##### Source passage #####
I saw the article was by him so didn’t read it as a consequence. It’s strange how elites reward failure; in his case allowing him to chair the Health Committee and assuming he has wisdom from experience. Is there any way we can break this throttle-hold which appoints people because they are reliable: that is, they can be relied on not to challenge the status quo?

Tim Duckworth
Tim Duckworth
2 years ago

And, above all the dreadful failure indicators listed , there is no mention of the Cygnus exercise with its description of the state of readiness to face a pandemic

Colin Elliott
Colin Elliott
2 years ago

I’ve long thought Hunt has a brass neck to dare to criticise. It’s not that what he says is necessarily wrong, it’s the fact that he has proved that he did no better than recent incumbents when he had the chance.
His civil servants congratulated themselves on having amongst the best anti-epidemic precautions in the world; no, they didn’t.
It’s clear that we don’t have enough hospital beds or train enough doctors and nurses. He was responsible for health policies for six years, so qualifies uniquely amongst politicians for failing to correct these.

jonathan carter-meggs
jonathan carter-meggs
2 years ago

Encourage a parallel insurance system backed by government so that more people can afford to go private?

JR Stoker
JR Stoker
2 years ago

That’s very appealing, in the hope the good system would eventually drive out the bad. But an incoming Labour government would remove the insurance option, or downgrade it. The whole system has to change, especially to ensure the poor and old do not get left behind in an intended gradualist approach

D Glover
D Glover
2 years ago

If the solvent, literate, articulate, capable people go private the NHS patients will be the residue. What sort of service will be the result of there being no-one even capable of complaining?

Colin Elliott
Colin Elliott
2 years ago

There would be a BBC/Guardian/Labour/etc campaign accusing the government of ‘privatising the NHS’, which is a charge considered worse than treason.
##### Available data #####
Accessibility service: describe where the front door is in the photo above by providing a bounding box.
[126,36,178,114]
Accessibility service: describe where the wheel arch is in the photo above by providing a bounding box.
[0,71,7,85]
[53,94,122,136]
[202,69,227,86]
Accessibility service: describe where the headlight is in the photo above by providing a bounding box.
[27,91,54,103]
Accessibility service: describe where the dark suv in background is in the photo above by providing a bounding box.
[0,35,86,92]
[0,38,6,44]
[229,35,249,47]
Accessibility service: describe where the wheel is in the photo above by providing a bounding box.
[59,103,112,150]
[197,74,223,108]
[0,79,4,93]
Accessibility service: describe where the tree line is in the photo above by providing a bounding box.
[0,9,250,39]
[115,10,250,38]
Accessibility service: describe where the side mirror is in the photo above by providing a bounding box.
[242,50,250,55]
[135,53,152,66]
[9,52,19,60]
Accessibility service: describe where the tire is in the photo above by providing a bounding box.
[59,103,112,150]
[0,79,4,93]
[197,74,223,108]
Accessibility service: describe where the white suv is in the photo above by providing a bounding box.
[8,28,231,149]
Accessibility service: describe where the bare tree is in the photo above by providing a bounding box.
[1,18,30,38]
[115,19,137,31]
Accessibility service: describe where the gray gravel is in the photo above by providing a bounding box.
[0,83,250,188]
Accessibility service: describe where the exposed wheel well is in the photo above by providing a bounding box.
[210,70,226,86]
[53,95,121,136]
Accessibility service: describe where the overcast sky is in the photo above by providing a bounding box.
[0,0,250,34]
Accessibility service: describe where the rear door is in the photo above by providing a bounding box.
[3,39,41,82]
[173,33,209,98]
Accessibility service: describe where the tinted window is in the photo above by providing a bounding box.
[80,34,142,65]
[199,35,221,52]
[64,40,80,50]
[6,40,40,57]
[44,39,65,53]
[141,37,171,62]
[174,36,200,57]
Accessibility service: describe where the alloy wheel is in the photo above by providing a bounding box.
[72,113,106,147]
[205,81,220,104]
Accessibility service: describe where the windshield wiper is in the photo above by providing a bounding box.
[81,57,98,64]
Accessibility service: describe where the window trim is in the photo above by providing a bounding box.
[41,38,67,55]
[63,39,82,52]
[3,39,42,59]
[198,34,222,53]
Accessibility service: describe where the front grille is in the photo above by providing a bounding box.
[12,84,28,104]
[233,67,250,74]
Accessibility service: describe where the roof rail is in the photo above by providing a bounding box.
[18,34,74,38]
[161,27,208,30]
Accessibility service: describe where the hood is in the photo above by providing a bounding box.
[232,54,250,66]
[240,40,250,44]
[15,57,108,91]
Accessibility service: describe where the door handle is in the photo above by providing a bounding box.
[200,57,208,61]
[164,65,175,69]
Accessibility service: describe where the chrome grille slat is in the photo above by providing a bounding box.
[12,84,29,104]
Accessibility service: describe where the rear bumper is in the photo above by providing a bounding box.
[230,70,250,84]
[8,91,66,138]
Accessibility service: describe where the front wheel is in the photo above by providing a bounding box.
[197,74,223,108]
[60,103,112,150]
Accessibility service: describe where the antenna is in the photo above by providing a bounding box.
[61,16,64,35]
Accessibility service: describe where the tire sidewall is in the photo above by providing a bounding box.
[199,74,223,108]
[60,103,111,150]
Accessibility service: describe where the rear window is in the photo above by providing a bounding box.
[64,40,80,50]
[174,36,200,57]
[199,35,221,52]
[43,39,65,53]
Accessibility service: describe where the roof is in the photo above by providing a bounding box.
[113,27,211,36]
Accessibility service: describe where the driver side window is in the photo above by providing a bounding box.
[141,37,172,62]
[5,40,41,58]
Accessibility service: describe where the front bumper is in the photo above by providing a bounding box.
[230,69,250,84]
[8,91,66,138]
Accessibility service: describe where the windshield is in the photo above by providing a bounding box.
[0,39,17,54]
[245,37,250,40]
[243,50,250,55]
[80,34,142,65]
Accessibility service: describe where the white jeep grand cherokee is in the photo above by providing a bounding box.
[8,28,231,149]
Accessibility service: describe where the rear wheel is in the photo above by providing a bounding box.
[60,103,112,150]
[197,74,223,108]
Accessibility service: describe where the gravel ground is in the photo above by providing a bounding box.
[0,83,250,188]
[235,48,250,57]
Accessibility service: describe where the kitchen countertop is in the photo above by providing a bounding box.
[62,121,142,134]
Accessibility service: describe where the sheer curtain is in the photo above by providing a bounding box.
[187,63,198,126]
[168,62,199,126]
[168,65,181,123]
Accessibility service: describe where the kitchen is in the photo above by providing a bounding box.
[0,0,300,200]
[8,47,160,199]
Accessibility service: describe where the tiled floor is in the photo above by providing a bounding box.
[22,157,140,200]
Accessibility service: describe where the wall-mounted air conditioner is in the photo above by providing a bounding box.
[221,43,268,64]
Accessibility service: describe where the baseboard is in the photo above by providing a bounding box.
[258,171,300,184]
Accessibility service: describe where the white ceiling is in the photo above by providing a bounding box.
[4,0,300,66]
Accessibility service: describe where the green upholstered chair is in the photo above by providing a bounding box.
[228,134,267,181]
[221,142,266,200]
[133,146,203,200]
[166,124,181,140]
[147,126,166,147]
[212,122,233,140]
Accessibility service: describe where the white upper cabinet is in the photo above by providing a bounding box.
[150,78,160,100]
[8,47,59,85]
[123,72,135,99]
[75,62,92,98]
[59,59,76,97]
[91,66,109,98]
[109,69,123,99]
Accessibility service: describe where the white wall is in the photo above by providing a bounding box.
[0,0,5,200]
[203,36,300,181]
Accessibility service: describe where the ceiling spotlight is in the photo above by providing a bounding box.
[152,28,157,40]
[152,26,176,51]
#####
##### Available data #####
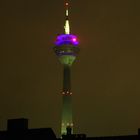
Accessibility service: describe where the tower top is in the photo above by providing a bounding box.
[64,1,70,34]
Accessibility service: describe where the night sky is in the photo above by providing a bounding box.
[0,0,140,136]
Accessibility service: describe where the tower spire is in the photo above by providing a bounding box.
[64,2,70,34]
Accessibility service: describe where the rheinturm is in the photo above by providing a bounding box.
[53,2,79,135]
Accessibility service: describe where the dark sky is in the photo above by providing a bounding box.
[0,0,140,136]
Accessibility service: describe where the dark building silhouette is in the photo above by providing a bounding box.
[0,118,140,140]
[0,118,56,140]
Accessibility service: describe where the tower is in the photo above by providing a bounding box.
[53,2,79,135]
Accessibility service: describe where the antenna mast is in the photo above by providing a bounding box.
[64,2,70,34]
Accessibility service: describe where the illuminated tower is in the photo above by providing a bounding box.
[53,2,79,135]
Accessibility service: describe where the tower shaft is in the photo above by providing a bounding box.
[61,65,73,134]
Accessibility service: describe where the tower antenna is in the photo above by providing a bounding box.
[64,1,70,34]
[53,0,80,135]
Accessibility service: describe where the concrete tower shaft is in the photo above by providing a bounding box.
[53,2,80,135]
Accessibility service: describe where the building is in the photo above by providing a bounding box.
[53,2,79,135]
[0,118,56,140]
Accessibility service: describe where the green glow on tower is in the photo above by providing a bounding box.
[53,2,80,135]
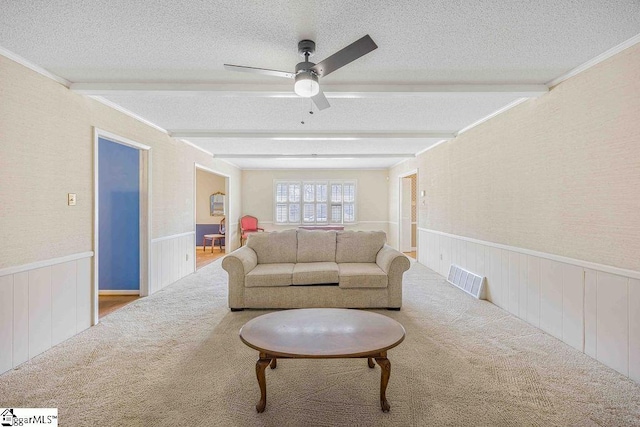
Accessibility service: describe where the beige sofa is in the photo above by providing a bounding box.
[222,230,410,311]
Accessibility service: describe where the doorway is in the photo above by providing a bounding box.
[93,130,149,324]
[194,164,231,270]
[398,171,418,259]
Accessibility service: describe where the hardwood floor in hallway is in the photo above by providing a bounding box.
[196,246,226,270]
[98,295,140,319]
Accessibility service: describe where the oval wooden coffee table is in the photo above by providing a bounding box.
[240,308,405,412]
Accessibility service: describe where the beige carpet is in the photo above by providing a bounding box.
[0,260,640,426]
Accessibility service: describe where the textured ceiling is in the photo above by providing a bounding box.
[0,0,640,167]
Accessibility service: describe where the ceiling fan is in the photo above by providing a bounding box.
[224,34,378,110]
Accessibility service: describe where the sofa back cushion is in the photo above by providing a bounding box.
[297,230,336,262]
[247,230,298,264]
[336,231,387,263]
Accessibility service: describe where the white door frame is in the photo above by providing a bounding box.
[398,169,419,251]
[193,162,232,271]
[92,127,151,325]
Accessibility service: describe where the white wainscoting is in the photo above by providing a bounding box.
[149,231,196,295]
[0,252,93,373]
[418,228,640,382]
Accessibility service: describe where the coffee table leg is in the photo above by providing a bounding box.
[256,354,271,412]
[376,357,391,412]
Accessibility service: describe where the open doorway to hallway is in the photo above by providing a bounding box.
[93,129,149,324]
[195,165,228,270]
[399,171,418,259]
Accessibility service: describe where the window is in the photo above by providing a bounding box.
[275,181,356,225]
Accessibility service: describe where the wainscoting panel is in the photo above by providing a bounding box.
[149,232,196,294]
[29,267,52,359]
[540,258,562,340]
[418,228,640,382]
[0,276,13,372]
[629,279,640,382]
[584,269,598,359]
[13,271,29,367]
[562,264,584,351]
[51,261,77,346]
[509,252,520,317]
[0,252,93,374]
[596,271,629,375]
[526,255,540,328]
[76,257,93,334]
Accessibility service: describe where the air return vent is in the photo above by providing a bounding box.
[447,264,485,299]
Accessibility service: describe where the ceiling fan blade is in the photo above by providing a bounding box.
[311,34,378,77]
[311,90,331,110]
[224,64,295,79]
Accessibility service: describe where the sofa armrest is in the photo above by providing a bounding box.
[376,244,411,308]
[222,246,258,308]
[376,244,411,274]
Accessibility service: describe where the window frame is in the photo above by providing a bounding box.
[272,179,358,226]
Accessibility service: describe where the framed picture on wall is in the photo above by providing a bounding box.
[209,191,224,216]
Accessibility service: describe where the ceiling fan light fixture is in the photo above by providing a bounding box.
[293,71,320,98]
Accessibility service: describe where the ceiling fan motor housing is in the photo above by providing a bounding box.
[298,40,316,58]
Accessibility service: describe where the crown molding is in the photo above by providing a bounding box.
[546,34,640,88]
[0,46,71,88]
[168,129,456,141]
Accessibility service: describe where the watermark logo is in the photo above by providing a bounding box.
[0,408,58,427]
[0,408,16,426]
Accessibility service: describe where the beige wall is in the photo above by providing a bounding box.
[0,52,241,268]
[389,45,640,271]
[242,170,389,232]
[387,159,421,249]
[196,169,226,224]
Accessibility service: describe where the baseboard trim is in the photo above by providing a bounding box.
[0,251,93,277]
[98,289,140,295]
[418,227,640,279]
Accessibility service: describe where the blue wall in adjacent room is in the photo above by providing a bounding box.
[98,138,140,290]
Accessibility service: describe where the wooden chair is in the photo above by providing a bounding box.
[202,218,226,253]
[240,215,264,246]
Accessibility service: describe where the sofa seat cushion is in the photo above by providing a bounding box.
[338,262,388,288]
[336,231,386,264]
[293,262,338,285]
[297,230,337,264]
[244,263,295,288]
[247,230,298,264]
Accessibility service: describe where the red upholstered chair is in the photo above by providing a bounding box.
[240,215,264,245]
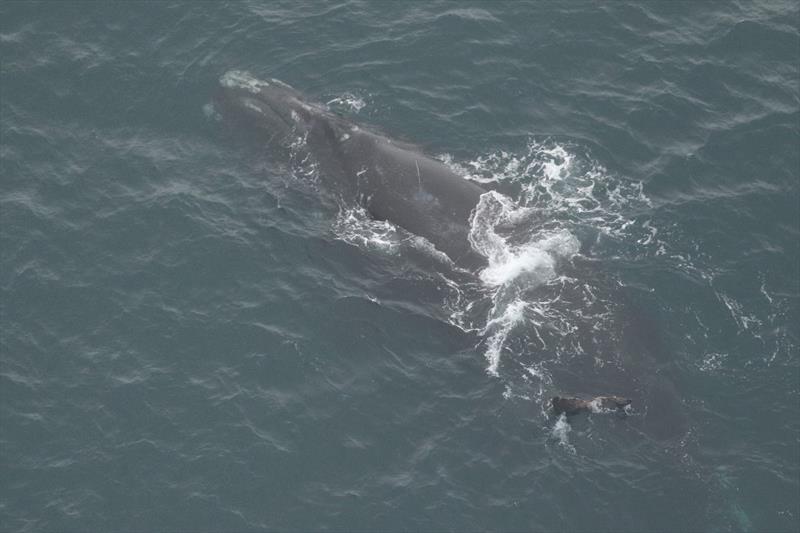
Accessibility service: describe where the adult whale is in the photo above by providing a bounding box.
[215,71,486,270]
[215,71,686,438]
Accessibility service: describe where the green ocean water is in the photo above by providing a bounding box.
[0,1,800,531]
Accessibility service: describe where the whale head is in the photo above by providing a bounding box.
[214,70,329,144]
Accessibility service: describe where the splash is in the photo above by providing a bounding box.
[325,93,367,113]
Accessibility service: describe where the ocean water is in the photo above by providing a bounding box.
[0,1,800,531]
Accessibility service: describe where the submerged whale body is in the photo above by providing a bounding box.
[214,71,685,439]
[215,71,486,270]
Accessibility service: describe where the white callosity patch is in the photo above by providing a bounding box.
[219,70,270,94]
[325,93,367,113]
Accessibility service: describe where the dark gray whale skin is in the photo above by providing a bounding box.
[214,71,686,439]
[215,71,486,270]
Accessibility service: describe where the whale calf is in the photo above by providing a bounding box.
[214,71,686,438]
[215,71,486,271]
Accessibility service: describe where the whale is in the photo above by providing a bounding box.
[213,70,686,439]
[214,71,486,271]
#####
##### Available data #####
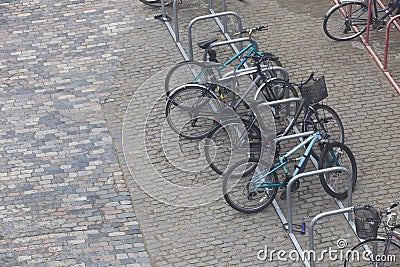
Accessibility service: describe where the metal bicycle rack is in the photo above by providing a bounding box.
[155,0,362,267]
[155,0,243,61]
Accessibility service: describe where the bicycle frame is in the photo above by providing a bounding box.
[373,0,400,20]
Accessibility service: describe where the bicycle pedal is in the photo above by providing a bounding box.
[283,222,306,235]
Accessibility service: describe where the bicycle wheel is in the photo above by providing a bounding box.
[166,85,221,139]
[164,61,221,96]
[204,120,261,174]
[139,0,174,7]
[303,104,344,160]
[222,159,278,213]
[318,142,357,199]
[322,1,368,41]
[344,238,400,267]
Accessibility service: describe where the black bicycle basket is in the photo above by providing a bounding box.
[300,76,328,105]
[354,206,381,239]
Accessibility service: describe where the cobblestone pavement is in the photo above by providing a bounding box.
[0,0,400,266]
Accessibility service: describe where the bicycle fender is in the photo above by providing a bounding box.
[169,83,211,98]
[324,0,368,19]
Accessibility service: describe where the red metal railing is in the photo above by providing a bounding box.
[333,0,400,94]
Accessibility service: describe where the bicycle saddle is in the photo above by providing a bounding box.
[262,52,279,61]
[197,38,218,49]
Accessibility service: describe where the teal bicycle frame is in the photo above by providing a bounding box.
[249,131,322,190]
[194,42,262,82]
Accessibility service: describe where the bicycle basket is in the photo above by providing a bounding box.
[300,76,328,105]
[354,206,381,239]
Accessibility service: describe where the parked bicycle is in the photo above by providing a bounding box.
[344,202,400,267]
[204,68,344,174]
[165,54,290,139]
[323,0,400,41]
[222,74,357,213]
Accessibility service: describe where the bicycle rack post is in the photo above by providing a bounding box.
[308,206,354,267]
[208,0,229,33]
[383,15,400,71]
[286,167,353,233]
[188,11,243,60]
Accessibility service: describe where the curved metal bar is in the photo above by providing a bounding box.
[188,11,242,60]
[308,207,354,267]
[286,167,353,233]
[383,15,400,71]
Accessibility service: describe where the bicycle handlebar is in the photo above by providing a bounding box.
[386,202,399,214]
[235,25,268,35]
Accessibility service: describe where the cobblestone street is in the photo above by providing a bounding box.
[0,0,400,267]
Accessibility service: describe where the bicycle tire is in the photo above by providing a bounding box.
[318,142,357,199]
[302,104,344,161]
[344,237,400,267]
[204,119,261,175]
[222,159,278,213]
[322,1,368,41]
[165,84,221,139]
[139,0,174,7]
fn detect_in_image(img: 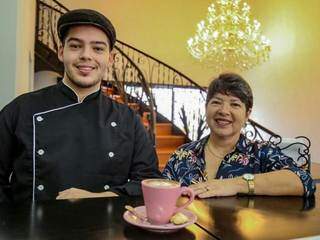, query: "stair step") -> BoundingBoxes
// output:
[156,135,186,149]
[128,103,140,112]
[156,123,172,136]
#####
◆ **Assigned task 1**
Translate this sentence from the NHS comment thread into Spanish: "It’s clear that we don’t have enough hospital beds or train enough doctors and nurses."
◆ **Assigned task 2**
Continue the NHS comment thread from its final sentence.
The items have nothing to do with the NHS comment thread.

◆ **Task result 1**
Está claro que no tenemos suficientes camas de hospital ni formamos suficientes médicos y enfermeras.

◆ **Task result 2**
Jasper Carrot
Jasper Carrot
2 years ago

It can oft be said of many other government departments, where secretaries of state/ministers have no, or very limited, experience of the portfolio which they are gifted. The NHS is a continuing embarrassment & like much else in respect of governance needs systemic reform.

Kieran Saxon
Kieran Saxon
2 years ago

Another great article. I just laughed when Jeremy Hunt lead an investigation into COVID that basically decided that everything would have been better if we’d started two weeks earlier.

Ted Ditchburn
Ted Ditchburn
2 years ago

I am not in any way an expert in Health…but when he was in the Media Department he oversaw what was already a mad dog’s dinner of an idea that John Prescott had for local or *hyper local news* and turned it into a dogs dinner of an idea that had been vomited up by another dog before the industry had to eat it. There was a laudable aim of creating small, local, non-corporate mini-broadcasters accountable to small local companies made up of *locals* and not-for-profits, charities or whatever.
This was bang in my career space so I read all the stuff and went to all the meetings, including the industry one where Jeremy H did his best Tony B shirtsleeved impression of boundless energy and enthusiasm trying to sell the biggest crock of the proverbial as a great idea.
Predictably all sorts of chancers tried to pile in..and with the horrible *corporates* (like say a Regional ITV company, or foreign *City TV* broadcaster almost axiomatically excluded the chancers and the enthusiastic but bewildered non broadcasters got most of the licenses.

Nobody watches it, it is a colossal waste of money and should never have been *broadcast TV* as internet TV even all those years ago was doing a decent job of providing hyper local news offerings.
So it wasn’t just Health where he played the competent business consultant type of !deas-Meister, but with no actual idea of how the world he wanted his ideas to live in, actually works.

Ann Ceely
Ann Ceely
2 years ago

Jeremy Hunt was such a two-faced Minister for the NHS that we can see he would, and did, blame everybody but himself.
It’s politicians like him that make me want a Private Health Service.